▶ Given task: Please rewrite the entries below, substituting "marker" for every "keypoint" and keeping everything else the same. Leave the pictures out.

Source data:
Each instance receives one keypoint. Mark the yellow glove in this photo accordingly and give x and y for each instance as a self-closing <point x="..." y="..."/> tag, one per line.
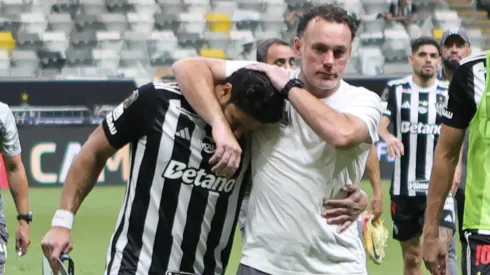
<point x="375" y="238"/>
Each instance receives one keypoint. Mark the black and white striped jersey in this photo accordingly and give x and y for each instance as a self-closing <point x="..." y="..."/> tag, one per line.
<point x="177" y="216"/>
<point x="416" y="116"/>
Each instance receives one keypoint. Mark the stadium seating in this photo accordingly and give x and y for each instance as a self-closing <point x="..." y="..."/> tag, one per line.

▶ Exercise result:
Each instance receives one marker. Mark the yellow glove in this photo accordingly and give x and y for each instance as a self-closing <point x="..." y="..."/> tag, one per line.
<point x="375" y="238"/>
Each instance receives one marker. Mark the black and white striped jersey in this photo accordingly and give x and y for each instance as a self-closing <point x="..." y="..."/> tag, one per line.
<point x="177" y="216"/>
<point x="416" y="116"/>
Each instance receives one marker. Mark the stadium seating in this photo accordingly and give x and y for each instance as a self-closing <point x="..." y="..."/> tag, one per line.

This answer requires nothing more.